■ Requirements ■
Everything from the line with "of the area" to the end of the data should be restated word for word, and nothing before it.

'''

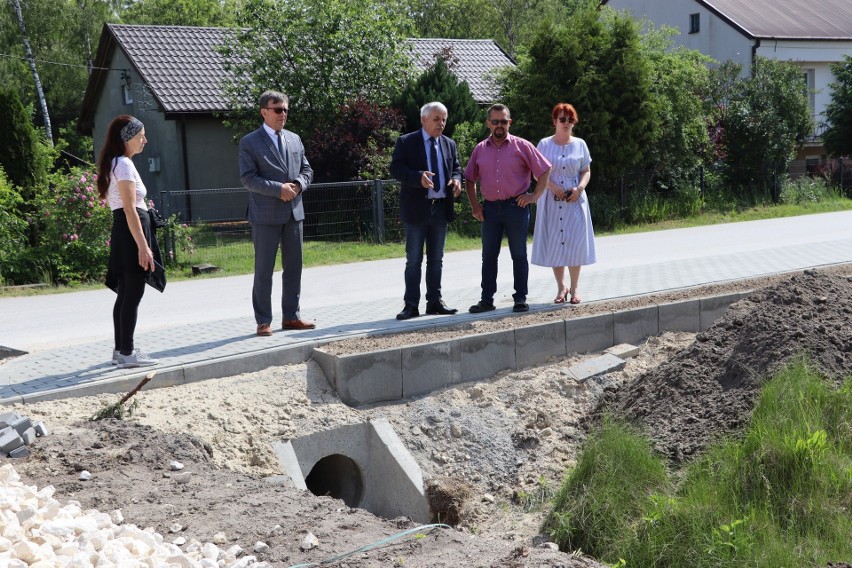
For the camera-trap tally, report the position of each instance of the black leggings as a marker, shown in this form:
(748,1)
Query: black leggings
(131,287)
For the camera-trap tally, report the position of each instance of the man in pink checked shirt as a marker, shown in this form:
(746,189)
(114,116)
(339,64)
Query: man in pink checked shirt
(503,165)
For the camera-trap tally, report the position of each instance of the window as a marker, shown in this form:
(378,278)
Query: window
(694,23)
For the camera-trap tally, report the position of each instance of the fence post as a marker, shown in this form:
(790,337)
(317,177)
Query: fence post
(378,212)
(167,238)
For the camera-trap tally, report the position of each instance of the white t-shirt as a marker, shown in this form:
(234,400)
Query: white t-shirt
(124,170)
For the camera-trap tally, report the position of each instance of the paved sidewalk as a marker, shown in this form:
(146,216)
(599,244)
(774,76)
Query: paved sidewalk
(68,336)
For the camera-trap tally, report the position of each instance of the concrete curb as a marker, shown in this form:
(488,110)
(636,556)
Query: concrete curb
(415,370)
(179,375)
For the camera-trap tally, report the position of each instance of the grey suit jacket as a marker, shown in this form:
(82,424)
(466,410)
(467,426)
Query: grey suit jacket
(263,170)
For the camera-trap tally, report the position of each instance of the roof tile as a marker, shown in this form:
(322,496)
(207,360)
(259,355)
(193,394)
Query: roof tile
(185,73)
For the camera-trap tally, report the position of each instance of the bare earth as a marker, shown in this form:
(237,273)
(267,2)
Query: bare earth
(504,438)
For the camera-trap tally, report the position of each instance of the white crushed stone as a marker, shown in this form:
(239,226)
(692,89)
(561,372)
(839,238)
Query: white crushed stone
(38,530)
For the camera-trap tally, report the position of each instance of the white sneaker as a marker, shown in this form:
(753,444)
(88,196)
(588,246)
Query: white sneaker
(135,359)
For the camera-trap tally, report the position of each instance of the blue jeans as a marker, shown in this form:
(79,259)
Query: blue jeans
(432,234)
(505,218)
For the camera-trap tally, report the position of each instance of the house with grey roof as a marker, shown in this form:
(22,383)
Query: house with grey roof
(171,78)
(811,34)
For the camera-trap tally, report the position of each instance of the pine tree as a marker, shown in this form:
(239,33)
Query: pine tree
(439,83)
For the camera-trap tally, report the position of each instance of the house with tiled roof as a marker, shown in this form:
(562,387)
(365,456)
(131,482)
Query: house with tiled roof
(811,34)
(171,78)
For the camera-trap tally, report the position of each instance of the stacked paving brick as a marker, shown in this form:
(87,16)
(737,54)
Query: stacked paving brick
(17,433)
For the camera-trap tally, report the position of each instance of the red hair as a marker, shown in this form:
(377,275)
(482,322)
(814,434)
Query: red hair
(567,110)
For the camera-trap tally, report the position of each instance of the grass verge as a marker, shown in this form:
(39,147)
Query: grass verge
(779,496)
(234,258)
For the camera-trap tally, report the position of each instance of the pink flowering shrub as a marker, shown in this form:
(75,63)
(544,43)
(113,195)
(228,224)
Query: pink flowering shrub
(77,228)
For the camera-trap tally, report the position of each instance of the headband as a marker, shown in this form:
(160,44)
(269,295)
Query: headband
(131,129)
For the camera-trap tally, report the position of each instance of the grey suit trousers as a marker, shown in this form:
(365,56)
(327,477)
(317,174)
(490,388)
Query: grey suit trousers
(267,239)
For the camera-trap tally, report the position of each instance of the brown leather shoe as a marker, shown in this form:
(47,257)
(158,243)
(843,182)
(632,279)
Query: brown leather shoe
(298,324)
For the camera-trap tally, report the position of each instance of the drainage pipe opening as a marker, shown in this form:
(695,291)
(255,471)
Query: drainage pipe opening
(337,476)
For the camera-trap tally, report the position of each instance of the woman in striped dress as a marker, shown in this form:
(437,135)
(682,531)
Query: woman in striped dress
(563,226)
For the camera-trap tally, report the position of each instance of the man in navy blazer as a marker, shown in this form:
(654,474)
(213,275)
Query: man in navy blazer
(427,166)
(275,171)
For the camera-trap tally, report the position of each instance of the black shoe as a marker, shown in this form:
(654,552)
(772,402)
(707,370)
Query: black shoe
(439,308)
(408,312)
(480,307)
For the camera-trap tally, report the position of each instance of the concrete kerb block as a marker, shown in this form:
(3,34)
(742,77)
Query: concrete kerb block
(623,351)
(7,418)
(21,425)
(535,344)
(486,354)
(327,363)
(634,326)
(29,436)
(245,363)
(607,363)
(289,463)
(401,475)
(591,333)
(681,316)
(714,308)
(120,385)
(364,378)
(430,367)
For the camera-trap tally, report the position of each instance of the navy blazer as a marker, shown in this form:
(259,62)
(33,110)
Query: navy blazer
(408,164)
(263,170)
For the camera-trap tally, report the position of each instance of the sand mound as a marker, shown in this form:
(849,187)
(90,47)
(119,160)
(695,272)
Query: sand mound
(710,388)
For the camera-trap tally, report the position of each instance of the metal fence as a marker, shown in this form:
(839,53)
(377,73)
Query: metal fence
(346,211)
(368,211)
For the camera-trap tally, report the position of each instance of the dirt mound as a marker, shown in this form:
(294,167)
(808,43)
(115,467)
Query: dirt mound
(709,388)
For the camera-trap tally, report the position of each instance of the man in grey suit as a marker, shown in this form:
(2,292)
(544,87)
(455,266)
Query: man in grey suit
(275,171)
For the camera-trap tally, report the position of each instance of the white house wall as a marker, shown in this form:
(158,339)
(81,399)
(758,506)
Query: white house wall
(722,42)
(815,55)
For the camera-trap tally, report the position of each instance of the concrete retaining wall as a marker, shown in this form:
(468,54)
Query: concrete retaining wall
(405,372)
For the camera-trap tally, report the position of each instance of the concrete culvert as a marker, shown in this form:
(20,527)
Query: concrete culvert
(337,476)
(365,465)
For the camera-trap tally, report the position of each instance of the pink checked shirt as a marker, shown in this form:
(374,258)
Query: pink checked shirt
(504,172)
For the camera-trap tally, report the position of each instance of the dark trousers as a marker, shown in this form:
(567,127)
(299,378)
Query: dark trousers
(131,287)
(505,218)
(432,234)
(267,239)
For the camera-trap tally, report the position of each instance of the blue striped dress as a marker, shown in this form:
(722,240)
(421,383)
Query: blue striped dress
(563,231)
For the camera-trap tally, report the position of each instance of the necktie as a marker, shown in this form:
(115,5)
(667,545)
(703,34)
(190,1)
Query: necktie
(436,166)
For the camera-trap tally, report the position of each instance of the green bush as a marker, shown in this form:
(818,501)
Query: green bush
(76,230)
(13,230)
(806,190)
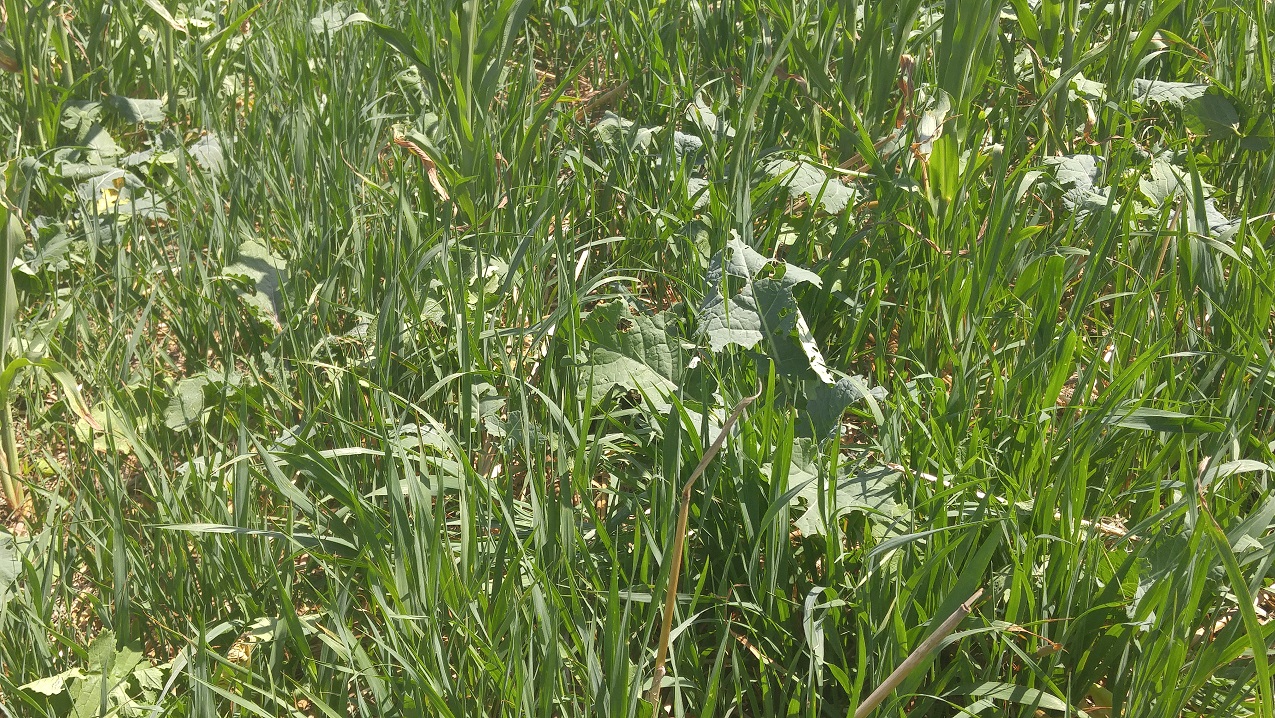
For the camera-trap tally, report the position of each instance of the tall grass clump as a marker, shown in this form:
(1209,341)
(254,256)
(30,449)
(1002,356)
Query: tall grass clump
(403,359)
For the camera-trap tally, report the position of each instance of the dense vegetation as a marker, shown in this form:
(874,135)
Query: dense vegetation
(355,356)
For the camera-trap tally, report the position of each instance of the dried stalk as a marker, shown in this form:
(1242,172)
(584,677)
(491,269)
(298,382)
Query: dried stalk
(675,570)
(917,657)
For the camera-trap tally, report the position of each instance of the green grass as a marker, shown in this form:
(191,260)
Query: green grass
(408,329)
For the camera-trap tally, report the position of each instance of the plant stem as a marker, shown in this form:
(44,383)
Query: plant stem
(675,569)
(917,657)
(10,468)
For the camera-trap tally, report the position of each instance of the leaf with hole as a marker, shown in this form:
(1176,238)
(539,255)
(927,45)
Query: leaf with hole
(870,491)
(807,180)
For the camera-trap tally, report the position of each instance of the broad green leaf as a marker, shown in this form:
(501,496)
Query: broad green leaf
(805,179)
(706,120)
(826,403)
(267,272)
(871,491)
(54,685)
(208,153)
(633,350)
(1162,92)
(166,15)
(622,134)
(60,374)
(135,111)
(1214,116)
(1078,175)
(9,59)
(100,147)
(186,404)
(1023,695)
(337,18)
(10,563)
(1162,420)
(751,301)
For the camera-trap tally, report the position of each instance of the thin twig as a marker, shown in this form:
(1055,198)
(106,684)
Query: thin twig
(917,657)
(657,677)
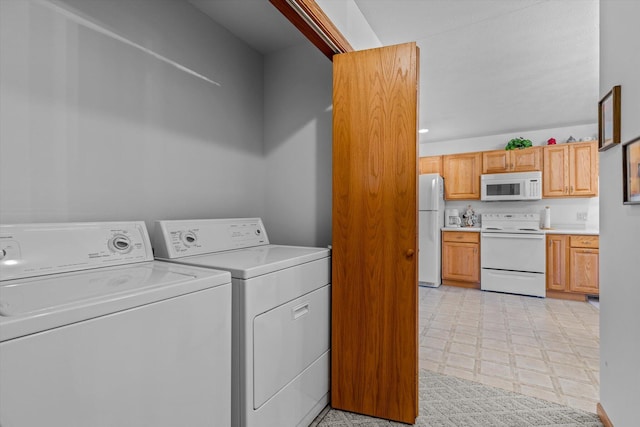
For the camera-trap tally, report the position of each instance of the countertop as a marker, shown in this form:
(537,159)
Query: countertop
(559,230)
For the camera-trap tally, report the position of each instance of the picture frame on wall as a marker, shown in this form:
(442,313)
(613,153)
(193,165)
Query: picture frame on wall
(631,172)
(609,119)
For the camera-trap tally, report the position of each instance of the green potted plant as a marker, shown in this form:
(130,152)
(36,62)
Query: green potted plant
(518,143)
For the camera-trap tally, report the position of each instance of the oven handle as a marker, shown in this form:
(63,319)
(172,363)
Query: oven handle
(512,236)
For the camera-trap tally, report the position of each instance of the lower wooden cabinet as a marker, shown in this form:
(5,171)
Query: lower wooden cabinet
(572,266)
(461,258)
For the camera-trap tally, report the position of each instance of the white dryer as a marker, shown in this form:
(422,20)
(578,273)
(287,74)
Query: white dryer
(281,315)
(94,332)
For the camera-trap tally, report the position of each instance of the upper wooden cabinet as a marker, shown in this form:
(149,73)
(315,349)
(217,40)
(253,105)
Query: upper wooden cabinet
(570,170)
(501,161)
(431,164)
(461,174)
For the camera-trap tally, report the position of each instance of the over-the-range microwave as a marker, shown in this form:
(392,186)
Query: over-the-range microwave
(511,186)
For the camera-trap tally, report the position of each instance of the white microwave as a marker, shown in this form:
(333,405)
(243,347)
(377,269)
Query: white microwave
(511,186)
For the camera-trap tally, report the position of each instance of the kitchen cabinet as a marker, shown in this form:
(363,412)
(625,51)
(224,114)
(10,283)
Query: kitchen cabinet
(584,254)
(461,174)
(431,164)
(502,161)
(572,266)
(461,258)
(570,170)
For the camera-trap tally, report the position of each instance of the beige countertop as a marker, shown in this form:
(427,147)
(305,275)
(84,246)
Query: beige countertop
(559,230)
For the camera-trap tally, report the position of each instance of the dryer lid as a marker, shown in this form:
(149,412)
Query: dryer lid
(256,261)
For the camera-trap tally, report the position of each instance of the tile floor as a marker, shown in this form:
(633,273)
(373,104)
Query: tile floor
(544,348)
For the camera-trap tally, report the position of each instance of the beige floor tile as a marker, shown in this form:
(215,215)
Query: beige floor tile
(540,393)
(530,363)
(431,354)
(460,361)
(465,349)
(465,338)
(526,350)
(495,382)
(433,342)
(495,369)
(495,344)
(534,379)
(566,358)
(543,348)
(578,389)
(494,356)
(437,333)
(571,372)
(457,372)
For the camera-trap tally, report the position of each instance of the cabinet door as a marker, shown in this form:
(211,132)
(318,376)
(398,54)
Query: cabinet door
(495,161)
(557,257)
(583,170)
(461,174)
(374,347)
(584,273)
(431,164)
(525,160)
(555,179)
(461,261)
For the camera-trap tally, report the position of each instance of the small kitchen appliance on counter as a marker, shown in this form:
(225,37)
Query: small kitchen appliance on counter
(512,254)
(452,218)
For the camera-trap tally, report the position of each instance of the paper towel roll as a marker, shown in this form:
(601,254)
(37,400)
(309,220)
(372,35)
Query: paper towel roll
(547,217)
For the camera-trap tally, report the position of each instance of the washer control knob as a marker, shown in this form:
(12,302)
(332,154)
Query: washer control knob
(120,244)
(189,238)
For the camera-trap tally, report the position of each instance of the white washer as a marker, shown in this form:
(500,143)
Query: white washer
(94,332)
(281,315)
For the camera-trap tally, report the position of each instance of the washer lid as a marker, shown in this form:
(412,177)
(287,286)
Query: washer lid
(256,261)
(36,304)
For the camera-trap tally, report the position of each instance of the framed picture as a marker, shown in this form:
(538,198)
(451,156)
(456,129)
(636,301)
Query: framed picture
(609,119)
(631,172)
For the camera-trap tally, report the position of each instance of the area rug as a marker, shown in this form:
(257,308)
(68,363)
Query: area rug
(447,401)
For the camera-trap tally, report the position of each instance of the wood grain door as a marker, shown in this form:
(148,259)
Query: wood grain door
(555,175)
(583,179)
(374,349)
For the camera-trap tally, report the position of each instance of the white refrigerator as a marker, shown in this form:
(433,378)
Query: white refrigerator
(430,221)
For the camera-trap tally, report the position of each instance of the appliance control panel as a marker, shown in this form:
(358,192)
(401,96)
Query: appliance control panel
(511,221)
(28,250)
(176,239)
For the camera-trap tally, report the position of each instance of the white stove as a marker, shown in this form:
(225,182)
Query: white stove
(512,254)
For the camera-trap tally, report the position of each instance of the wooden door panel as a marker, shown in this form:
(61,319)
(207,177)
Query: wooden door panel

'''

■ Full answer ■
For the camera-trap tally, report the position of each instance of the area rug as a marker, shown in this form:
(257,308)
(68,363)
Query: area rug
(447,401)
For the camera-trap tally, report the position of each instance of the wood grain door as a marker, shown in this form:
(148,259)
Query: wood grain door
(555,175)
(583,179)
(374,349)
For the camera-trap tally, report the position of each instance of the white refrigerator as a marker, shown in this form:
(433,378)
Query: white refrigerator
(430,221)
For the camera-trap tally, report the position of each instance of the appliance control panel as a marker, shown in this form:
(358,192)
(401,96)
Query: appliance control panel
(511,221)
(28,250)
(176,239)
For the camera-trap tally, report the position of each instance of the white stove as a marker, shown in this form:
(225,182)
Query: white stove
(512,254)
For the camera-trap tally, report the position of each instance of the wooden door panel as a marker, shown in this form:
(61,319)
(207,177)
Query: wooden door panel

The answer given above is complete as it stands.